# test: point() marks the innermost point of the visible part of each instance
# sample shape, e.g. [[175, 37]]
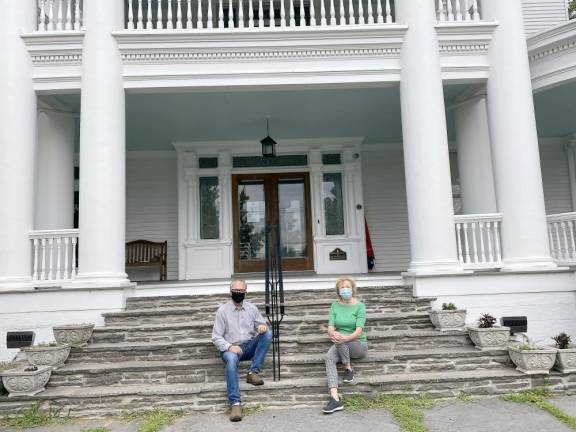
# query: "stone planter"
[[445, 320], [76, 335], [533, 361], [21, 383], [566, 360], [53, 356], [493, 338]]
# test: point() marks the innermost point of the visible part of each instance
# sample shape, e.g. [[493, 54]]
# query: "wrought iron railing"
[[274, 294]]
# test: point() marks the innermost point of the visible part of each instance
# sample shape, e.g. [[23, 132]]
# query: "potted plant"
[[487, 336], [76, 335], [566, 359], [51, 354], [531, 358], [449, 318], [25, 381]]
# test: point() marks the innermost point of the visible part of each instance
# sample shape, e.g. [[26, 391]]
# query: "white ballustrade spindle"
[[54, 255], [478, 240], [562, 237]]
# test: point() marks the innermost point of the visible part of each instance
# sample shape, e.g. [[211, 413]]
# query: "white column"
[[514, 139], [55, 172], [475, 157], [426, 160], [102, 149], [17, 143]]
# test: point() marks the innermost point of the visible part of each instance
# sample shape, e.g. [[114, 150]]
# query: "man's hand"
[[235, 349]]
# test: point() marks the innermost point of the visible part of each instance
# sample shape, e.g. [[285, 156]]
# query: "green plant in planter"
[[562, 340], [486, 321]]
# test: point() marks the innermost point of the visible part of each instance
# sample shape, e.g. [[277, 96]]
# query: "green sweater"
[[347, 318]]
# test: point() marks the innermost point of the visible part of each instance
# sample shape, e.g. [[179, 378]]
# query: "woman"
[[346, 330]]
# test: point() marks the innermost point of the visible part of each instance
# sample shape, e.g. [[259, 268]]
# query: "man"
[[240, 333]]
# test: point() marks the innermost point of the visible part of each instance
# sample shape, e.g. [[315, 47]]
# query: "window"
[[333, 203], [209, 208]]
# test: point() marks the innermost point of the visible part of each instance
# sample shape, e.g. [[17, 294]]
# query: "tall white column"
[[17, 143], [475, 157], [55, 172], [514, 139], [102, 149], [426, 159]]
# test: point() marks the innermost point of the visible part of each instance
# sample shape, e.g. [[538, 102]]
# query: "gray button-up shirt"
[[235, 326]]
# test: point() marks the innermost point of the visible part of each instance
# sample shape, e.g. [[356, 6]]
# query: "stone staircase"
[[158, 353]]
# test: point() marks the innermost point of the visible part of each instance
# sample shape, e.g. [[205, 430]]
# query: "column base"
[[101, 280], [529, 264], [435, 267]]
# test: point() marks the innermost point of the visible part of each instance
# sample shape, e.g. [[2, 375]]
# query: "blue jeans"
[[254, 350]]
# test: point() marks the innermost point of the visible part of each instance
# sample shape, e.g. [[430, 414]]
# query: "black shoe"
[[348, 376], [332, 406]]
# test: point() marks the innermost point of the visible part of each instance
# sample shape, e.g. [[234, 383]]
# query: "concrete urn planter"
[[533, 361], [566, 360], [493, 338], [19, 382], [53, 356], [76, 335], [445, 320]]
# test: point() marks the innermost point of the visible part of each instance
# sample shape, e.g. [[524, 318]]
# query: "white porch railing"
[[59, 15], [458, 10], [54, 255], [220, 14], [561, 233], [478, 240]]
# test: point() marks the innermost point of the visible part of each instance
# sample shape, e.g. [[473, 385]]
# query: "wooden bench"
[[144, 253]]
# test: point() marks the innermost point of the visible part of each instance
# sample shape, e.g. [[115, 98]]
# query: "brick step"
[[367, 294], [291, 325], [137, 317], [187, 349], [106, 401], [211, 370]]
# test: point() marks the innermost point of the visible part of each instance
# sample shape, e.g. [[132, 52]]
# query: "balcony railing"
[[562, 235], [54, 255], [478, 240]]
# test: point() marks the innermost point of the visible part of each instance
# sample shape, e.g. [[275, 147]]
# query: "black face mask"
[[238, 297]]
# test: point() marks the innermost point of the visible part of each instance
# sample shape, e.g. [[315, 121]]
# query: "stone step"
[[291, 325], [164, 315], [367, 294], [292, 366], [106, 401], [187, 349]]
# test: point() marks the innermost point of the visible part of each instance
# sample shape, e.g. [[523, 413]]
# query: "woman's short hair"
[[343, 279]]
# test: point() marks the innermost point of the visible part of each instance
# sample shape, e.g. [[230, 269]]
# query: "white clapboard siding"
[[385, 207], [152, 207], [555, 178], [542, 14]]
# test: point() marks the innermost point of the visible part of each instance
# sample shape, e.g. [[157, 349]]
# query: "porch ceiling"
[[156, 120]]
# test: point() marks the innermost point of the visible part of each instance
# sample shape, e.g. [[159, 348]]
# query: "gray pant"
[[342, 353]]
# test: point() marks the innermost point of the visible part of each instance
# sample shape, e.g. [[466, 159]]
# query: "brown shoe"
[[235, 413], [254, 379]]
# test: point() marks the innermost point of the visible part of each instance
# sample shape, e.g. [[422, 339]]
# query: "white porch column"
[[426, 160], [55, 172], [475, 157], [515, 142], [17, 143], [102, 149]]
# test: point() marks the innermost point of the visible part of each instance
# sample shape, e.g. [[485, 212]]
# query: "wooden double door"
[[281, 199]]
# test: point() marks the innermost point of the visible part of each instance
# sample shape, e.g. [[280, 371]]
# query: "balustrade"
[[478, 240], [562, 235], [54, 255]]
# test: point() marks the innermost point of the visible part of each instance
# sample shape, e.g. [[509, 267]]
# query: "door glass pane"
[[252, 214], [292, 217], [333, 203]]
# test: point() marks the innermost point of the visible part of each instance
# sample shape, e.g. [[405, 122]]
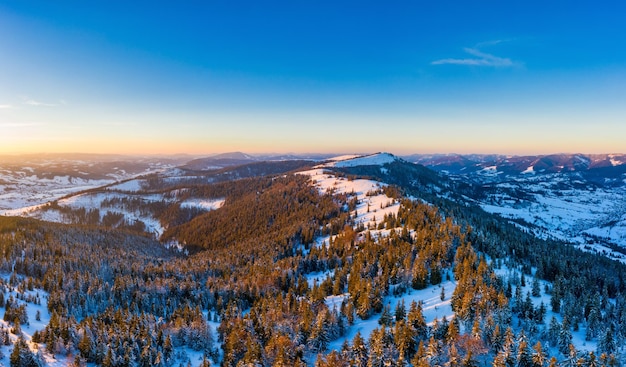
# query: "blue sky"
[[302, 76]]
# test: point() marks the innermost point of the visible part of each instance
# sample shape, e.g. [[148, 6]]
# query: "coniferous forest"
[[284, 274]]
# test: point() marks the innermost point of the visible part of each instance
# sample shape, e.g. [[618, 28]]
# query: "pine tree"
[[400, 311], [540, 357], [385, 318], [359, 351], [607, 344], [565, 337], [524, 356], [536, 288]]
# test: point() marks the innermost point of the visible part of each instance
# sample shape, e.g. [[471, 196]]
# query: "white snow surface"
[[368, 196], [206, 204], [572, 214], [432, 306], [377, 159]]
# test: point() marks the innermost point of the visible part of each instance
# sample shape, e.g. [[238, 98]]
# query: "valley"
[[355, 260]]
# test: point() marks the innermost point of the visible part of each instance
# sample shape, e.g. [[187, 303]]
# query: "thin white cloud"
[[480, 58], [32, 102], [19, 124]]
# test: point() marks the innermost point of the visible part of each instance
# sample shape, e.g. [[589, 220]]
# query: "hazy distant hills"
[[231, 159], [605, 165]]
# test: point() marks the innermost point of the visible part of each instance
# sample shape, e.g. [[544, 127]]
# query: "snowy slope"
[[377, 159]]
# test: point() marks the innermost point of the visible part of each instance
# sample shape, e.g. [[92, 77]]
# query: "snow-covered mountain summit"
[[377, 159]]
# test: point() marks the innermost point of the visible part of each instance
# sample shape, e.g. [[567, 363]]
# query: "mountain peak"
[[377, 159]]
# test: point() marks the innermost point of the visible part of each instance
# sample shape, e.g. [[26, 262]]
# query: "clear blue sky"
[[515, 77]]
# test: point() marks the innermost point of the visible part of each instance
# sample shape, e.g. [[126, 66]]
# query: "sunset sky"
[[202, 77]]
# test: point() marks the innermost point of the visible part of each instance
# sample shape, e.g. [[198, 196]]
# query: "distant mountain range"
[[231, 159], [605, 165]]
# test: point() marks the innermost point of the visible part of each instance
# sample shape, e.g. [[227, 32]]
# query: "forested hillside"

=== EXERCISE DETAILS ===
Every record above should reappear exactly, with the pictures gone.

=== TASK RESULT ===
# test: point() marks the innermost point of the visible part of each instance
# sample shape, e.g. [[175, 37]]
# query: "stone planter"
[[445, 320], [76, 335], [533, 361], [21, 383], [566, 360], [53, 356], [493, 338]]
# test: point() marks the innermost point of the visible part of each instance
# sample shape, e.g. [[493, 54]]
# query: "wrought iron railing"
[[274, 294]]
# test: point() marks the innermost point of the visible part of each instance
# sample shape, e.g. [[23, 132]]
# query: "potted plant"
[[487, 336], [76, 335], [566, 359], [51, 354], [531, 358], [449, 318], [25, 381]]
# test: point() marks the innermost point of the visible part of each instance
# sample shape, e.g. [[26, 391]]
# query: "white ballustrade spindle"
[[54, 255], [478, 240], [562, 237]]
# test: point() marks the innermost point of the visible part of each instance
# sample shape, e.g. [[211, 413]]
# query: "white column"
[[514, 139], [55, 172], [475, 157], [426, 160], [102, 149], [17, 143]]
# test: point() marks the innermost point of the visible part of each instance
# sample shape, e.g. [[114, 150]]
# query: "man's hand"
[[235, 349]]
# test: point() marks the innermost point of the visible part of each instance
# sample shape, e.g. [[285, 156]]
# query: "green plant in planter"
[[562, 340], [486, 321]]
# test: point() marks the innermost point of the visible part of each instance
# sample shape, e.g. [[277, 96]]
# query: "green sweater"
[[347, 318]]
# test: point() marks the innermost point of the visible part of each instance
# sample shape, e.g. [[179, 378]]
# query: "woman"
[[346, 330]]
# test: point() marks the innermost point of the visible part of each instance
# sample shape, e.g. [[259, 268]]
# query: "man"
[[240, 333]]
# test: point() marks the innermost point of the visible part of each instance
# sample shape, e.g. [[315, 47]]
# query: "window"
[[333, 203], [209, 208]]
# test: point() marks the innermost point of the visible part of each instance
# sample shape, e.g. [[17, 294]]
# query: "tall white column"
[[17, 143], [475, 157], [55, 172], [514, 139], [102, 149], [426, 159]]
# test: point() marks the innermost point of the visible part of each instance
# sample shape, e.g. [[538, 102]]
# query: "gray button-up shirt"
[[235, 326]]
# test: point() marks the innermost point of the visible part of each instance
# sample shape, e.g. [[356, 6]]
# query: "stone staircase"
[[158, 353]]
# test: point() marks the innermost point of the visible part of each instance
# sample shape, e.g. [[205, 430]]
# query: "column base"
[[101, 280], [529, 264], [435, 267]]
# test: point() marks the innermost point of the visible part of each instance
# sample shape, e.g. [[2, 375]]
# query: "blue jeans"
[[254, 350]]
# test: point() marks the innermost point of the visible part of each instance
# sample shape, e.g. [[430, 414]]
# query: "black shoe"
[[348, 376], [332, 406]]
# test: point() marks the innermost point of the visible part of each instance
# sample shape, e.g. [[234, 383]]
# query: "concrete urn planter"
[[533, 361], [566, 360], [493, 338], [19, 382], [53, 356], [76, 335], [445, 320]]
# test: point() marks the innermost point of the visible part of each instance
# sample shape, e.g. [[524, 318]]
# query: "white porch railing"
[[59, 15], [458, 10], [54, 255], [220, 14], [561, 233], [478, 240]]
# test: point() marks the innermost point of the visible part of each instance
# sample shape, e.g. [[473, 385]]
# query: "wooden bench"
[[144, 253]]
# test: point() marks the innermost point of the visible part of each instance
# sample shape, e.g. [[115, 98]]
# query: "brick step"
[[367, 294], [291, 325], [137, 317], [187, 349], [106, 401], [211, 370]]
# test: point() marks the innermost point of the visible part of each instance
# sample shape, e.g. [[132, 52]]
# query: "balcony railing"
[[562, 235], [54, 255], [478, 240]]
# test: point() marks the innermost point of the visible part of each instance
# sample shape, e.g. [[275, 147]]
# query: "black face mask"
[[238, 297]]
# test: point() marks the innermost point of the visible part of each instance
# sample shape, e.g. [[315, 121]]
# query: "stone step"
[[291, 325], [164, 315], [367, 294], [292, 366], [106, 401], [187, 349]]
# test: point() marks the innermost point of the visible part of each instance
# sample shape, e.g. [[523, 413]]
# query: "woman's short hair"
[[343, 279]]
# test: point() marks the innermost point of the visible part of each instance
# sample shape, e.g. [[230, 269]]
# query: "white clapboard siding"
[[385, 207], [152, 207], [555, 178], [542, 14]]
# test: point() marks the innermost point of the visible part of each instance
# sample shape, e.g. [[157, 349]]
# query: "porch ceiling"
[[156, 120]]
# test: point() marks the innermost point of the visible part of each instance
# sample shape, e.g. [[159, 348]]
# query: "gray pant"
[[342, 353]]
# test: point() marks the innermost point of the visible part of each instance
# sample shape, e.g. [[466, 159]]
# query: "brown shoe"
[[235, 413], [254, 379]]
# test: point() marks the innermost point of the visible part of each instance
# sample shape, e.g. [[422, 339]]
# query: "white porch column"
[[426, 160], [55, 172], [475, 157], [515, 142], [17, 143], [102, 149]]
# test: point() marks the innermost point of the visible part of each instance
# sample shape, e.g. [[485, 212]]
# query: "wooden double door"
[[281, 199]]
# test: point() marks the innermost point of the visible part of each instance
# sample shape, e.g. [[280, 371]]
# query: "balustrade"
[[478, 240], [562, 235], [54, 255]]
# test: point() marks the innermost point of the visible part of each instance
# sample shape, e.g. [[509, 267]]
# query: "door glass pane"
[[252, 214], [292, 217], [333, 203]]
# test: point() marks the innermost point of the visible part of each instance
# sample shape, e.g. [[405, 122]]
# query: "blue sky"
[[302, 76]]
# test: point() marks the innermost point of the visible part of each instance
# sample shape, e.g. [[148, 6]]
# query: "coniferous forest"
[[284, 274]]
# test: point() marks the innermost point of the visible part of each instance
# sample shape, e.g. [[618, 28]]
# query: "pine tree"
[[400, 311], [540, 357], [385, 318], [359, 351], [607, 344], [565, 337], [524, 356], [536, 288]]
# test: point() marks the innermost point of the visible part of each instance
# sample shape, e.g. [[471, 196]]
# query: "white snow surface"
[[368, 196], [206, 204], [572, 214], [432, 306], [377, 159]]
# test: point() marks the innermost point of the visible part of each instance
# sample shape, e.g. [[238, 98]]
# query: "valley"
[[355, 260]]
# test: point() marks the innermost point of the visible part of each instance
# sample shape, e.g. [[187, 303]]
# query: "thin white cloud"
[[480, 58], [32, 102], [19, 124]]
# test: point() marks the innermost point of the visible part of each instance
# sample shape, e.g. [[589, 220]]
# query: "hazy distant hills"
[[231, 159], [605, 165]]
# test: point() marks the innermost point of the visible part of each instance
# sample shape, e.g. [[544, 127]]
# query: "snowy slope"
[[377, 159]]
# test: point() marks the innermost point of the visible part of each instance
# sample shape, e.g. [[92, 77]]
# query: "snow-covered mountain summit"
[[377, 159]]
# test: point() marks the innermost point of the visible part of each instance
# sample shape, e.g. [[567, 363]]
# query: "mountain peak"
[[377, 159]]
# test: point() marks the innermost point of the visible part of each instance
# sample shape, e.g. [[26, 262]]
# query: "clear blue sky"
[[515, 77]]
# test: point() marks the innermost point of the visible part of each instance
# sample shape, e.g. [[126, 66]]
# query: "sunset sky"
[[202, 77]]
# test: point() marks the innermost point of the visible part of each instance
# sample shape, e.g. [[198, 196]]
# query: "distant mountain range"
[[231, 159], [605, 165]]
# test: point() marks the innermost point of the visible part of each instance
# sample shape, e.g. [[227, 32]]
# query: "forested hillside"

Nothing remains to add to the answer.